Available records Start Marker

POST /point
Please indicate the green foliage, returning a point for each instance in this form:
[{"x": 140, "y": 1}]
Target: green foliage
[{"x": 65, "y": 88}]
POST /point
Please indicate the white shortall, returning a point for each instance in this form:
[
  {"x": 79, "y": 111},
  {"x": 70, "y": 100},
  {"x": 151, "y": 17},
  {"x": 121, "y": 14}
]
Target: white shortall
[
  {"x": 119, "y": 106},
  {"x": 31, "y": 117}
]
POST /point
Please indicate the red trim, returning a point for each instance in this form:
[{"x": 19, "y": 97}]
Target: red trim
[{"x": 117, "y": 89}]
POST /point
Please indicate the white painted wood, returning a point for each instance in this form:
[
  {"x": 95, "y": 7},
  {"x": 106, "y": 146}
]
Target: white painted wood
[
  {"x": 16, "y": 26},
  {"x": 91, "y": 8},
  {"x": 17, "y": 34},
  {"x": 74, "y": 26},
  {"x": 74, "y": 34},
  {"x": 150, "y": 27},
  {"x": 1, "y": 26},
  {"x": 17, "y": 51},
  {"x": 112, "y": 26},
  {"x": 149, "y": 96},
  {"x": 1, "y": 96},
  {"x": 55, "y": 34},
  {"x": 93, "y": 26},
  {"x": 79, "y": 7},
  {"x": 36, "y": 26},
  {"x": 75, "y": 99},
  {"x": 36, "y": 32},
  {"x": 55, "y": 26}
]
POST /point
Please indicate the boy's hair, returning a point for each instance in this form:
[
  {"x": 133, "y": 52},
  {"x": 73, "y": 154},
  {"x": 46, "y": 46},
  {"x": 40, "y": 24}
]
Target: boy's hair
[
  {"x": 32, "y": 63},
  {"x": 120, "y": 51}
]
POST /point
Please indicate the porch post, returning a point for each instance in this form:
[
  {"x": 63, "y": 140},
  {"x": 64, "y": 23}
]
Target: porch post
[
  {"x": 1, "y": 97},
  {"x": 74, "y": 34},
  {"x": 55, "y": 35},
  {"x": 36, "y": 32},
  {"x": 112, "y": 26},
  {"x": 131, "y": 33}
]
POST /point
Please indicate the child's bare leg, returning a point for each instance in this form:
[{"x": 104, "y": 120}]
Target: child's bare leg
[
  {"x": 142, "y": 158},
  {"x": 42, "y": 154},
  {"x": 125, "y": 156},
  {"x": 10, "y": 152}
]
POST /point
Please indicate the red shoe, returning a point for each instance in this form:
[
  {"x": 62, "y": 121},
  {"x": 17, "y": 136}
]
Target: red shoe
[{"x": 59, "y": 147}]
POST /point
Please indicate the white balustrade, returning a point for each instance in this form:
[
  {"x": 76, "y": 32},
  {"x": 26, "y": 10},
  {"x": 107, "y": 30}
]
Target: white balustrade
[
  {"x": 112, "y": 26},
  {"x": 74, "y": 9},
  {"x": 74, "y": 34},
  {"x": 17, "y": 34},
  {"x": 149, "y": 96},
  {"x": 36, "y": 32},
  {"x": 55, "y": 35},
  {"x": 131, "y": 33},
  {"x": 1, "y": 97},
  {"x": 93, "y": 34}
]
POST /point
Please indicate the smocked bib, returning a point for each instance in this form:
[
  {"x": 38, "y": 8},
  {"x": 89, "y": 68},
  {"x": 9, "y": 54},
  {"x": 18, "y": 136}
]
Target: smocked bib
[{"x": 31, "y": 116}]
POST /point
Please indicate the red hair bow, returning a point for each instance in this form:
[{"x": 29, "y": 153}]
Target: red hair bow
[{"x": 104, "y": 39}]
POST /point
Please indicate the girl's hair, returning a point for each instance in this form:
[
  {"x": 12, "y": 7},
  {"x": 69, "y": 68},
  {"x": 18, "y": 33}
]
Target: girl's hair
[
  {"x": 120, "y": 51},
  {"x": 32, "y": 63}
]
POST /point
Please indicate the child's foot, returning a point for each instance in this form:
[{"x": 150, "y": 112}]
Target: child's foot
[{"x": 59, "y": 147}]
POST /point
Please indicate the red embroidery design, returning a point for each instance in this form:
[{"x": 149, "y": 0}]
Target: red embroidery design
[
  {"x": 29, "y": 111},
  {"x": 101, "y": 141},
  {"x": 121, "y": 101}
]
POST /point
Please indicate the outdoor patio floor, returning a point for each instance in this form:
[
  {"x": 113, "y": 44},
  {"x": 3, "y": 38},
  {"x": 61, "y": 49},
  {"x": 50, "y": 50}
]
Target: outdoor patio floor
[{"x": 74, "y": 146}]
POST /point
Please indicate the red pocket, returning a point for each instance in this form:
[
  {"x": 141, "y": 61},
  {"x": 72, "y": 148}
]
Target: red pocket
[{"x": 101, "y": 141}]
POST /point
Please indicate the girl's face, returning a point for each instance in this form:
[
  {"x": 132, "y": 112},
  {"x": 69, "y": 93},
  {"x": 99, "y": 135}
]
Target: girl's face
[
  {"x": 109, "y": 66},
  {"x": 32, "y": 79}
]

Available records End Marker

- Exercise instructions: Retype the listing exactly.

- Written answer:
POST /point
Please indicate the green foliage, returning a point for each instance in this form:
[{"x": 140, "y": 1}]
Target: green foliage
[{"x": 65, "y": 88}]
POST /point
Please indicate the white shortall, returning a point for each instance in this form:
[
  {"x": 79, "y": 111},
  {"x": 70, "y": 100},
  {"x": 151, "y": 17},
  {"x": 121, "y": 14}
]
Target: white shortall
[
  {"x": 119, "y": 106},
  {"x": 31, "y": 117}
]
POST /point
Please indicate the red trim, returning a point for each instance in this form:
[{"x": 19, "y": 97}]
Target: red trim
[{"x": 117, "y": 89}]
POST /point
Please indicate the white painted wood, returning a point for each instance in this form:
[
  {"x": 95, "y": 7},
  {"x": 106, "y": 146}
]
Target: white painted wood
[
  {"x": 16, "y": 26},
  {"x": 91, "y": 8},
  {"x": 17, "y": 34},
  {"x": 74, "y": 26},
  {"x": 74, "y": 34},
  {"x": 150, "y": 27},
  {"x": 1, "y": 26},
  {"x": 17, "y": 51},
  {"x": 112, "y": 26},
  {"x": 149, "y": 96},
  {"x": 1, "y": 96},
  {"x": 55, "y": 34},
  {"x": 93, "y": 26},
  {"x": 79, "y": 7},
  {"x": 36, "y": 26},
  {"x": 75, "y": 99},
  {"x": 36, "y": 32},
  {"x": 55, "y": 26}
]
POST /point
Please indicate the boy's hair, returning a point for each instance in this form:
[
  {"x": 133, "y": 52},
  {"x": 73, "y": 154},
  {"x": 46, "y": 46},
  {"x": 40, "y": 24}
]
Target: boy's hair
[
  {"x": 32, "y": 63},
  {"x": 120, "y": 51}
]
POST /point
Please indicate the porch post, returning a point for each instance in this form:
[
  {"x": 63, "y": 140},
  {"x": 64, "y": 23}
]
Target: porch post
[
  {"x": 1, "y": 97},
  {"x": 74, "y": 34},
  {"x": 55, "y": 35},
  {"x": 36, "y": 32},
  {"x": 112, "y": 26},
  {"x": 131, "y": 33}
]
POST /point
Please indicate the child's bare leg, returning a point for each instance in this form:
[{"x": 104, "y": 120}]
Target: child's bare leg
[
  {"x": 142, "y": 158},
  {"x": 42, "y": 154},
  {"x": 125, "y": 156},
  {"x": 10, "y": 152}
]
POST /point
Please indicate the red shoe, returning a point for each instance in this form:
[
  {"x": 62, "y": 121},
  {"x": 17, "y": 136}
]
Target: red shoe
[{"x": 59, "y": 147}]
POST /point
Please indicate the white balustrade, returning a point for each instance in this form:
[
  {"x": 76, "y": 32},
  {"x": 26, "y": 10},
  {"x": 107, "y": 30}
]
Target: white balustrade
[
  {"x": 112, "y": 26},
  {"x": 74, "y": 9},
  {"x": 74, "y": 34},
  {"x": 17, "y": 34},
  {"x": 149, "y": 96},
  {"x": 36, "y": 32},
  {"x": 55, "y": 35},
  {"x": 131, "y": 33},
  {"x": 1, "y": 97},
  {"x": 93, "y": 34}
]
POST /point
Please indicate the smocked bib, returning a point for each instance in this form:
[
  {"x": 38, "y": 8},
  {"x": 89, "y": 68},
  {"x": 9, "y": 54},
  {"x": 18, "y": 136}
]
Target: smocked bib
[{"x": 31, "y": 116}]
POST /point
Please indicate the red hair bow, returning a point for each instance in this form:
[{"x": 29, "y": 153}]
Target: red hair bow
[{"x": 104, "y": 39}]
POST /point
Please indicate the girl's hair, returning a point for each instance in this form:
[
  {"x": 12, "y": 7},
  {"x": 69, "y": 68},
  {"x": 18, "y": 33}
]
Target: girl's hair
[
  {"x": 120, "y": 51},
  {"x": 32, "y": 63}
]
POST /point
Please indicate the child's foot, returning a point for each instance in this form:
[{"x": 150, "y": 112}]
Target: child's foot
[{"x": 59, "y": 147}]
POST /point
Please indicate the red embroidery design, returning a point for each instance in this form:
[{"x": 149, "y": 0}]
Target: red embroidery design
[
  {"x": 29, "y": 111},
  {"x": 101, "y": 141},
  {"x": 121, "y": 101}
]
POST /point
Please indicate the outdoor patio floor, returning a point for each instance in this form:
[
  {"x": 113, "y": 44},
  {"x": 3, "y": 38},
  {"x": 61, "y": 49},
  {"x": 50, "y": 50}
]
Target: outdoor patio floor
[{"x": 74, "y": 146}]
POST /point
Please indicate the red pocket, returning a point for each instance in this form:
[
  {"x": 141, "y": 61},
  {"x": 72, "y": 148}
]
Target: red pocket
[{"x": 101, "y": 141}]
POST /point
Please indicate the girl's face, returning a point for each instance in this form:
[
  {"x": 132, "y": 112},
  {"x": 69, "y": 93},
  {"x": 99, "y": 135}
]
Target: girl's face
[
  {"x": 109, "y": 66},
  {"x": 32, "y": 79}
]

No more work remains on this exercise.